Requirement
Please copy out the records starting at the line containing "For the benchmark, spot each instance of the boxwood" and ending at the final record, with "drop a point" swapped for "place a marker" and everything else left as it is.

Data lines

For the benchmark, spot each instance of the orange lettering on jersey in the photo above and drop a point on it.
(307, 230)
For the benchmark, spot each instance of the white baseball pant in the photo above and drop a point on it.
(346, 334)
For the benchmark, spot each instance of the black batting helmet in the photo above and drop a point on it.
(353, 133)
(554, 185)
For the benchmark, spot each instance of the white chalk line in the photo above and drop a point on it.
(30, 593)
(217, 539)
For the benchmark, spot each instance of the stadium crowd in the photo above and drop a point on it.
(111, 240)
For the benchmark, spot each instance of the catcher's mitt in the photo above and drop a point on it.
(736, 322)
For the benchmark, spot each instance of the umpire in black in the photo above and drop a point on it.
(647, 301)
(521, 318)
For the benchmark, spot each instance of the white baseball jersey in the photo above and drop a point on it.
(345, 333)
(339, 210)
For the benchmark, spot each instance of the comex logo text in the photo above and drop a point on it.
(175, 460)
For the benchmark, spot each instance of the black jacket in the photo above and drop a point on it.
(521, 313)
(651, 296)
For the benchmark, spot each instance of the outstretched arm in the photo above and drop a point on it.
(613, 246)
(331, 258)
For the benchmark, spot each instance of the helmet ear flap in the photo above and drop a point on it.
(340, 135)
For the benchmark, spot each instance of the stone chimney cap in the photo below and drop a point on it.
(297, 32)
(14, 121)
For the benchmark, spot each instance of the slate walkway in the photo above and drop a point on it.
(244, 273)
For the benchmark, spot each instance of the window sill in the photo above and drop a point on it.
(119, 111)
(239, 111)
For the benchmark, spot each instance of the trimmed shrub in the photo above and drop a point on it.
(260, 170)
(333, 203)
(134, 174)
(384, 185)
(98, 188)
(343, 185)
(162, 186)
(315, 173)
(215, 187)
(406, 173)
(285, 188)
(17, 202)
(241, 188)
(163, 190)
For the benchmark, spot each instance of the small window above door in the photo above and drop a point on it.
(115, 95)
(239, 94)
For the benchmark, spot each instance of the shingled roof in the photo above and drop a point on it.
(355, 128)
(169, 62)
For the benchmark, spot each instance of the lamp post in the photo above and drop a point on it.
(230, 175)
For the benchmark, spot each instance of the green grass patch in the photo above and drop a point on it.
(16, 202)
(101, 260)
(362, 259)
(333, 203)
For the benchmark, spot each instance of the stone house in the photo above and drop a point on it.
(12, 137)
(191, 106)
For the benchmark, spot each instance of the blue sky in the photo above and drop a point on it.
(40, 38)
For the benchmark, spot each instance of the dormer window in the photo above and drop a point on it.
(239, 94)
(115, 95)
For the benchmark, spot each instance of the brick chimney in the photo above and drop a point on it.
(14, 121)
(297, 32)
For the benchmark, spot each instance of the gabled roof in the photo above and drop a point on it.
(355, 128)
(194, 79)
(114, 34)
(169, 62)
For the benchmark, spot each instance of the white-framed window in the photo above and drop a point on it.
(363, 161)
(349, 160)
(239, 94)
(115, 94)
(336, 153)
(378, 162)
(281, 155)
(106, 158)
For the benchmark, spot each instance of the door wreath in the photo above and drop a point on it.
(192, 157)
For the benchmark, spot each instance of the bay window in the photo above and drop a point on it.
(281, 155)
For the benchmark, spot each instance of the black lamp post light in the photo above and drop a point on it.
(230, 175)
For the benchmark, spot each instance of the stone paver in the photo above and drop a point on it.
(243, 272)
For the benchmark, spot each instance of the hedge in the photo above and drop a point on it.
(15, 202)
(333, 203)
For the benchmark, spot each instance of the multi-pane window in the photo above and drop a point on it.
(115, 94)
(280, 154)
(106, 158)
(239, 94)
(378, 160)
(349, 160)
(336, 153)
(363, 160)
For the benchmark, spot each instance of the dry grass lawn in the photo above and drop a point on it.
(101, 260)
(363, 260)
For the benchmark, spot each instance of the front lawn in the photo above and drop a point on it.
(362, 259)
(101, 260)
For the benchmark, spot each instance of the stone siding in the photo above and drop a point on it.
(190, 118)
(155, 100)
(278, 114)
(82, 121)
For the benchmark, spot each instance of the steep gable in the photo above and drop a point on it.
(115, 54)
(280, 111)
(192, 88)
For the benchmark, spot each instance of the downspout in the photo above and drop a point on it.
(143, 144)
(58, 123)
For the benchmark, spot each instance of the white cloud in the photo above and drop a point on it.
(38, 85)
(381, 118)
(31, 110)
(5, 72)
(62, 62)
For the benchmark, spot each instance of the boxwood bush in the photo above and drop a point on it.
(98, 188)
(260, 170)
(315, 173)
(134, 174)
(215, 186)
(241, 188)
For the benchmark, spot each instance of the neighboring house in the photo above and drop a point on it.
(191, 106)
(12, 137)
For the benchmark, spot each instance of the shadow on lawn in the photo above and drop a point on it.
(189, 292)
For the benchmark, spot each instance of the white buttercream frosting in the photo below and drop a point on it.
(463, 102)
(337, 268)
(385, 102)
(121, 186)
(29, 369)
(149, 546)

Task result
For the benchmark, spot each instance of the boxwood bush in the photo above and place a marker on it.
(98, 188)
(260, 170)
(315, 173)
(134, 174)
(215, 186)
(241, 188)
For the benchmark, spot each instance of the neighboring house in the photo above and place a marker on it.
(191, 106)
(12, 137)
For the benchmark, spot each instance of the shadow on lawn in the photo above and place a marker on it.
(189, 292)
For the benchmark, spot each instance of the white buttercream frosting in the photo below and place a marker on it.
(463, 102)
(337, 268)
(385, 102)
(121, 186)
(29, 369)
(149, 546)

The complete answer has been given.